Problem details -> Reproduce all the material verbatim, down to the last line.
[Start of section]
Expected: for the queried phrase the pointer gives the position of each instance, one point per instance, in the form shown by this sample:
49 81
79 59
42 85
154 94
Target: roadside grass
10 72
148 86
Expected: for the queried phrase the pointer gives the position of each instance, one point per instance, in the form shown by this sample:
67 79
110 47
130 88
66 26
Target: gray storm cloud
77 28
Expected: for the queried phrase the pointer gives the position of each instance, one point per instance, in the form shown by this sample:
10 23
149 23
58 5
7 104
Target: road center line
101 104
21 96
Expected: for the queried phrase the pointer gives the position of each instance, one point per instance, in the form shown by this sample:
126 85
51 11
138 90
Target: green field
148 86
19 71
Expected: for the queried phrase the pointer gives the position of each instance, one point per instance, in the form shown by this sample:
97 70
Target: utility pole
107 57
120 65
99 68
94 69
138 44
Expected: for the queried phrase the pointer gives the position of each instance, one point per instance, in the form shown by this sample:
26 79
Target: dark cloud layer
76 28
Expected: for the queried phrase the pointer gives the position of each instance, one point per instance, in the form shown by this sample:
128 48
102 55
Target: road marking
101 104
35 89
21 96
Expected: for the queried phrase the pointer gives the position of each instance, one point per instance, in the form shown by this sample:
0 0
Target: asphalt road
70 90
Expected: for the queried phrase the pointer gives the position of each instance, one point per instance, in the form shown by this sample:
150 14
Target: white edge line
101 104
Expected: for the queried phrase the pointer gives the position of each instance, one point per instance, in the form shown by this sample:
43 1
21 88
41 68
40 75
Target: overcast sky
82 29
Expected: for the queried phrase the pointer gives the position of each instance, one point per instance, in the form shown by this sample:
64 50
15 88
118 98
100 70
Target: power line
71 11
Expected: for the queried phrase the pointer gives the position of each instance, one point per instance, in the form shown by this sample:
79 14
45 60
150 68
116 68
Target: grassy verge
[End of section]
Written solution ->
Expected: for the queried phrase the pointer gives the position of each instance, one point per instance, in the form shown by this sample:
49 81
79 59
42 85
154 94
Target: roadside grass
10 72
148 86
Expected: for the queried phrase the pointer gives the position of each instance, one point per instance, in the form shown by this sample:
67 79
110 47
130 88
66 26
Target: gray storm cloud
77 28
Expected: for the queried phrase the pointer gives the position of each instance, one point per instance, in the form shown by this sample:
10 23
149 23
58 5
7 104
Target: road center line
101 104
21 96
Expected: for the queried phrase the pointer gives the position of each instance, one point per instance, in the form shown by this sample:
126 85
51 11
138 90
Target: green field
148 86
19 71
Expected: for the queried phrase the pointer gives the position of each instance, one point per instance, in the form shown by this sample:
97 70
Target: utility pole
107 57
120 65
99 68
94 69
138 44
Expected: for the queried phrase the pointer gives the position of each instance, one point per instance, in the form shown by this sample:
26 79
Target: dark cloud layer
76 28
Expected: for the queried phrase the pointer gives the position of each instance, one point per instance, in the form shown by this sample:
128 48
102 55
Target: road marking
101 104
35 89
21 96
Expected: for the queried phrase the pointer gives the position of each instance, one point per instance, in the form shown by this sample:
0 0
Target: asphalt road
70 90
Expected: for the queried phrase the pointer gives the position of each instance, one point per instance, in the form shown by this sample:
150 14
Target: white edge line
101 104
Expected: for the queried phrase the pointer gives the position of each instance, one point per instance, in the form shown by this sample:
43 1
21 88
41 68
40 75
Target: overcast sky
82 29
Expected: for the queried phrase the pointer gives the position of each instance, one point per instance, in the form shown by this sample:
64 50
15 88
118 98
100 70
Target: power line
71 11
Expected: for the queried phrase the pointer gives the position of each instance, one point per instance, in the form shown by this sample:
79 14
45 60
150 68
116 68
Target: grassy verge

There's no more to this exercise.